──────── Records for the task ────────

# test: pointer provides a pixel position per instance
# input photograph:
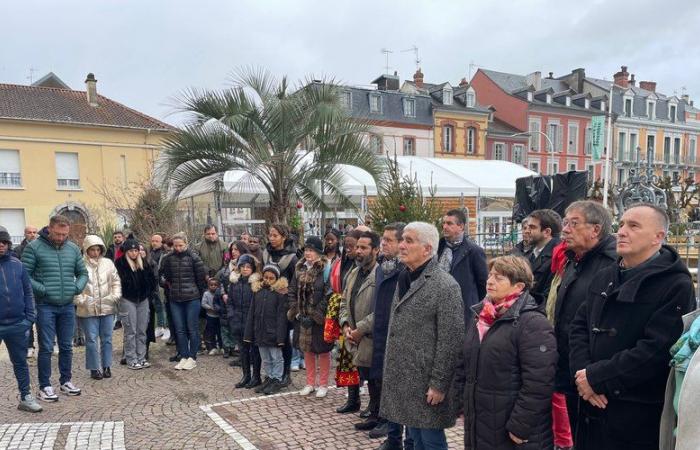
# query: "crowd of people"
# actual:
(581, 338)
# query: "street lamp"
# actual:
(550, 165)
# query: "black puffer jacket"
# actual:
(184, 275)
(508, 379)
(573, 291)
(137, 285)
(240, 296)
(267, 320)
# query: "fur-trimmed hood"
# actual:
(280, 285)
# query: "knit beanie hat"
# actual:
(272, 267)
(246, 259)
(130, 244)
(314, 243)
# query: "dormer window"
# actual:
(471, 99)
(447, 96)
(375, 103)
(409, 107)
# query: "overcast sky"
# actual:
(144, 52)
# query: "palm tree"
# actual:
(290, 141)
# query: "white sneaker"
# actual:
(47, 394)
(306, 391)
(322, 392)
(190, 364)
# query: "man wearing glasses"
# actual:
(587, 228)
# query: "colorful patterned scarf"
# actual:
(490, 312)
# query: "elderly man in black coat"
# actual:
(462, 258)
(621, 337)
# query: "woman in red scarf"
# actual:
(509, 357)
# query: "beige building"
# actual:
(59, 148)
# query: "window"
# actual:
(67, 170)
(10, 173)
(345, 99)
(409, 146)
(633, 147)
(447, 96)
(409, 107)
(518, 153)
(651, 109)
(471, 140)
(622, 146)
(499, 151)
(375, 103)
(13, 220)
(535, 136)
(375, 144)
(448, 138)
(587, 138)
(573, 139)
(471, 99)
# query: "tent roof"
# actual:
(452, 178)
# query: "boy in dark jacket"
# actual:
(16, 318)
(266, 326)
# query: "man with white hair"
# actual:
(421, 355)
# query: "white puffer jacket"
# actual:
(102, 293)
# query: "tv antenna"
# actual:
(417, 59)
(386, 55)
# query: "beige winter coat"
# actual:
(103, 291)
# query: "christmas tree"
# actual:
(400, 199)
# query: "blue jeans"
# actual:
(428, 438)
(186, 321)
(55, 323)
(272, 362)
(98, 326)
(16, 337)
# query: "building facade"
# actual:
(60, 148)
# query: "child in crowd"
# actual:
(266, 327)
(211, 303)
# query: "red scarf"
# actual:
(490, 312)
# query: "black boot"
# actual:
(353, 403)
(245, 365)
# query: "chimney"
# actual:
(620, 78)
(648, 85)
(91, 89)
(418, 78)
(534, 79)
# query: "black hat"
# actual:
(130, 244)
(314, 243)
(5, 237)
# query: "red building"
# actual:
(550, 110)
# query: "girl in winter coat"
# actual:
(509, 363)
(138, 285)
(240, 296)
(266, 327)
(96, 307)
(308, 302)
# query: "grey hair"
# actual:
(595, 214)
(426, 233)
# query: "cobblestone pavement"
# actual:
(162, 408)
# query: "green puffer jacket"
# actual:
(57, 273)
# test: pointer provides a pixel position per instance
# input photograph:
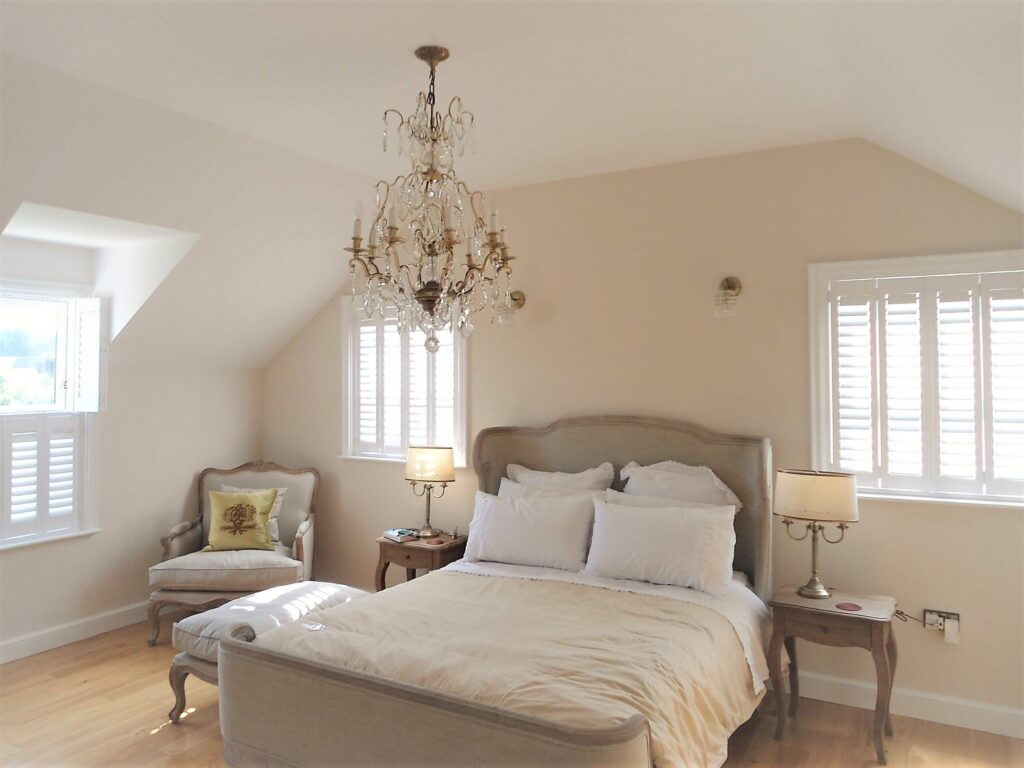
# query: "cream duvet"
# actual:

────────

— What this task involves —
All entries must be written out again exactly as given, with no pictures in the copy.

— Result for this task —
# test: pointer provides a pixel position per instance
# input photograph:
# query: "crowd of people"
# actual:
(581, 338)
# query: "street lamp"
# actual:
(550, 165)
# query: "black puffer jacket"
# actual:
(184, 275)
(508, 379)
(573, 291)
(137, 285)
(240, 296)
(267, 320)
# query: "fur-trimmed hood"
# actual:
(280, 285)
# query: "knit beanie hat"
# actual:
(272, 267)
(246, 259)
(130, 244)
(314, 243)
# query: "dormer window"
# actual:
(471, 99)
(447, 96)
(375, 103)
(409, 107)
# query: "overcast sky"
# actual:
(144, 52)
# query: "palm tree"
# actual:
(290, 141)
# query: "white sneaker"
# actual:
(47, 394)
(306, 391)
(322, 392)
(190, 364)
# query: "man wearing glasses"
# actual:
(587, 228)
# query: "colorful patterned scarf"
# actual:
(490, 312)
# query: "elderly man in black coat"
# actual:
(462, 258)
(621, 337)
# query: "woman in red scarf"
# actual:
(509, 357)
# query: "beige building"
# actual:
(59, 148)
# query: "window"
# actual:
(67, 170)
(10, 173)
(345, 99)
(409, 146)
(633, 147)
(447, 96)
(409, 107)
(518, 153)
(651, 109)
(471, 140)
(622, 146)
(499, 151)
(375, 103)
(13, 220)
(535, 136)
(375, 144)
(448, 138)
(587, 138)
(573, 139)
(471, 99)
# query: "tent roof"
# actual:
(452, 178)
# query: "boy in dark jacket"
# actual:
(16, 318)
(266, 326)
# query: "man with white hair"
# actual:
(421, 355)
# query: "white puffer jacket"
# actual:
(102, 293)
# query: "tv antenna"
# actual:
(417, 59)
(386, 55)
# query: "beige winter coat"
# actual:
(103, 291)
# query: "christmas tree"
# actual:
(400, 199)
# query: "blue jeans"
# actual:
(428, 438)
(186, 321)
(55, 323)
(272, 362)
(98, 326)
(16, 337)
# query: "building facade"
# actual:
(60, 148)
# query: "child in crowd"
# actual:
(266, 327)
(211, 303)
# query: "red scarf"
# actual:
(490, 312)
# query: "black boot"
# actual:
(353, 403)
(245, 365)
# query: "chimney"
# actual:
(620, 78)
(648, 85)
(91, 89)
(418, 78)
(534, 79)
# query: "black hat"
# actual:
(130, 244)
(314, 243)
(5, 237)
# query: "red building"
# actual:
(550, 110)
# query: "girl in winter coat"
# actual:
(509, 363)
(138, 285)
(240, 296)
(266, 327)
(96, 307)
(308, 302)
# query: "grey hair"
# actual:
(595, 214)
(426, 233)
# query: "cobblestone pavement"
# actual:
(162, 408)
# query: "green puffer jacket"
# actual:
(57, 273)
# test: pointer provides a pixel position per instance
# input photograph:
# query: "cream duvet"
# actual:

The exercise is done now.